*WHAT IS REQUIRED*. Lines with the word "railing" in them are the ones to copy from the records.

### AVAILABLE RECORDS

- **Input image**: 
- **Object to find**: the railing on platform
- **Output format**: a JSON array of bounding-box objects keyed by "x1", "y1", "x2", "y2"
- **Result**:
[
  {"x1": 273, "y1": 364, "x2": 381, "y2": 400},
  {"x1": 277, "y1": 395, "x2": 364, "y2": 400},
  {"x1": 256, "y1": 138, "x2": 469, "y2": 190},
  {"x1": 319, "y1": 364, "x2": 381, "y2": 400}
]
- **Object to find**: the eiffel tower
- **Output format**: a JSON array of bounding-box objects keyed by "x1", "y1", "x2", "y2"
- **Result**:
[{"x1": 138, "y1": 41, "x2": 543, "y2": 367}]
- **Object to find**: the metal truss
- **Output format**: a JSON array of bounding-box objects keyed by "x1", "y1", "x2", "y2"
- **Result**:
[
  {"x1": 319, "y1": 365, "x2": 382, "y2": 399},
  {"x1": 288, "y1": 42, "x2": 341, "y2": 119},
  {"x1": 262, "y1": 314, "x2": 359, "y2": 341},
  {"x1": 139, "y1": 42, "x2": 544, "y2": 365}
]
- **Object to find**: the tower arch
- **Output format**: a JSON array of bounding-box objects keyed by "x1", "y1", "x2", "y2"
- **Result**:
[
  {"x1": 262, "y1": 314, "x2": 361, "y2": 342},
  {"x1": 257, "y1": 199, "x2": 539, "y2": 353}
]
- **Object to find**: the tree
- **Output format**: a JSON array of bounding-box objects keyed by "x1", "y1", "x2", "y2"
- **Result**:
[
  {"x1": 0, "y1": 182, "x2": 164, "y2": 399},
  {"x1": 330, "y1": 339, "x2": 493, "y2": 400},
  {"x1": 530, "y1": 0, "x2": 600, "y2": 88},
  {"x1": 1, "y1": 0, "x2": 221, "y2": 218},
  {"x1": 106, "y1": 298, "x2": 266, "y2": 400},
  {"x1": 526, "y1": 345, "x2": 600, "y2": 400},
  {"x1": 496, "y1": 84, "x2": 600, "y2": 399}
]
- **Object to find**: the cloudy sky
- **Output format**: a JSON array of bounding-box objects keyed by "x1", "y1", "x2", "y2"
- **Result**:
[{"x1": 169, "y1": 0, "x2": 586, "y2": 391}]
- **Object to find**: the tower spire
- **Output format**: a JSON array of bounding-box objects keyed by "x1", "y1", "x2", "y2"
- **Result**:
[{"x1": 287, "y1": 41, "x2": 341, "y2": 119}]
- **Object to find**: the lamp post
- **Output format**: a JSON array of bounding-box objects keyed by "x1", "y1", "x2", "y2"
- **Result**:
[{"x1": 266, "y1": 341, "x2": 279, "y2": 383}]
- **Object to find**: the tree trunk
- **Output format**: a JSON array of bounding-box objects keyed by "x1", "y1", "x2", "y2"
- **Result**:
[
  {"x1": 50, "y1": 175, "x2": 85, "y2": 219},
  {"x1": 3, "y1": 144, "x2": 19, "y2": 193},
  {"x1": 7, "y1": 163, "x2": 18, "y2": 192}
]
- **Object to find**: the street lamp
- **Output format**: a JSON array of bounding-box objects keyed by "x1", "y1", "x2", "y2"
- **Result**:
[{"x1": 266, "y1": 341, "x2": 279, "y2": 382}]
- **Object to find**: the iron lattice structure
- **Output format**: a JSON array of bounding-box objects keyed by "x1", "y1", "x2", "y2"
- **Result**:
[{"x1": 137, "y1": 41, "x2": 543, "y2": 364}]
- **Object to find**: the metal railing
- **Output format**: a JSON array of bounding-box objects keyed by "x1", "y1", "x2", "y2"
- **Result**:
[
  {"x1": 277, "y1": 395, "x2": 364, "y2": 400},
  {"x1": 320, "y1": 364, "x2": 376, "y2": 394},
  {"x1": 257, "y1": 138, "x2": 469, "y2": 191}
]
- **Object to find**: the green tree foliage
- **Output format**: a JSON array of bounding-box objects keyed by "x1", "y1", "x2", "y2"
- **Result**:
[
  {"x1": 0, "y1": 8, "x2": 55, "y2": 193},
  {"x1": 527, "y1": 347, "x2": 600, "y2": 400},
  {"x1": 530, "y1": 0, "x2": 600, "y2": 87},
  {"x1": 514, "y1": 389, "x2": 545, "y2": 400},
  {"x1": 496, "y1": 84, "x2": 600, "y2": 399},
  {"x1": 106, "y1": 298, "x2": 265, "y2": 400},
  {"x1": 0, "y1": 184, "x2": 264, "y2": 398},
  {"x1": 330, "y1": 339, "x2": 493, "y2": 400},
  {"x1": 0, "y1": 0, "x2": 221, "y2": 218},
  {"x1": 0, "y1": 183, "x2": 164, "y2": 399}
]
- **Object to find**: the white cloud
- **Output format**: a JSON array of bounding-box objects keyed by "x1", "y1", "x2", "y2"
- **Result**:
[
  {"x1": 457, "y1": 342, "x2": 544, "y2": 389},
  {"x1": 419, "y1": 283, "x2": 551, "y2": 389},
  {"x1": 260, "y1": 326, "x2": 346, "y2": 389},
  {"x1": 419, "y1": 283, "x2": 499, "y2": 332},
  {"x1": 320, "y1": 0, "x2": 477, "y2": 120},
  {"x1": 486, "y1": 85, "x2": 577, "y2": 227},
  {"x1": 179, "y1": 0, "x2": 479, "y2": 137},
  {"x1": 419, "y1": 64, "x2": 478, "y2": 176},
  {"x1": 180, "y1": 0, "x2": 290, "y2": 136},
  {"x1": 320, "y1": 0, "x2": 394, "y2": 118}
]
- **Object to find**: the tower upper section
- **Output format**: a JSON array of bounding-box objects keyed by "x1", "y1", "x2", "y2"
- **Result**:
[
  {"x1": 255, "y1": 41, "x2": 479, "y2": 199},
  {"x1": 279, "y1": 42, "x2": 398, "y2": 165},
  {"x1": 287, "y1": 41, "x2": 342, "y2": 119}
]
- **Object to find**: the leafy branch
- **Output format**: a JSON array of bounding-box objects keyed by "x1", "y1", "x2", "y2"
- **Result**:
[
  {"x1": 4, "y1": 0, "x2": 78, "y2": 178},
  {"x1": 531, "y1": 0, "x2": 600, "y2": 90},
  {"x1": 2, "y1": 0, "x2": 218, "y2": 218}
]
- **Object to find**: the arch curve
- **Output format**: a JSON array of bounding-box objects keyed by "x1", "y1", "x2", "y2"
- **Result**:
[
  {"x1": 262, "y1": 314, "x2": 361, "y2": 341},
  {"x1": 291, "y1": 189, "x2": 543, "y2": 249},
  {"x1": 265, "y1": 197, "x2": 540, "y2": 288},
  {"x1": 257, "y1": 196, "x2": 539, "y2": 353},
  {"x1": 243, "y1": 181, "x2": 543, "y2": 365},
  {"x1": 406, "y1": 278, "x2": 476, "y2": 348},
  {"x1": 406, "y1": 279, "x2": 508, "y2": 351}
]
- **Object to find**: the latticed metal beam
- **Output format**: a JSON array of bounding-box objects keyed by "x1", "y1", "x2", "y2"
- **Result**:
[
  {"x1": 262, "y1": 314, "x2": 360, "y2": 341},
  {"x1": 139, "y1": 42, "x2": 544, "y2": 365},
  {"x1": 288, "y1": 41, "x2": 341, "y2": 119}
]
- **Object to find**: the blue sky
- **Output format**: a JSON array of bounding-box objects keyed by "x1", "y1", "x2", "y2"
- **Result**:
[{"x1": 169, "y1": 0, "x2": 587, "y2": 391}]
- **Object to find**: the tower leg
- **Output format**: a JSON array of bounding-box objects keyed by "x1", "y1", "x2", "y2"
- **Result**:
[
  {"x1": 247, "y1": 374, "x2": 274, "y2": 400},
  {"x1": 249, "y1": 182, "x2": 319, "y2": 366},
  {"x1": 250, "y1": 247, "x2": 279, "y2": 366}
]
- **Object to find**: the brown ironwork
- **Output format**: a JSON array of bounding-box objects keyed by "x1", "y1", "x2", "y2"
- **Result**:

######

*ANSWER TO THIS TASK*.
- **Object to find**: the railing on platform
- **Object to find**: the metal railing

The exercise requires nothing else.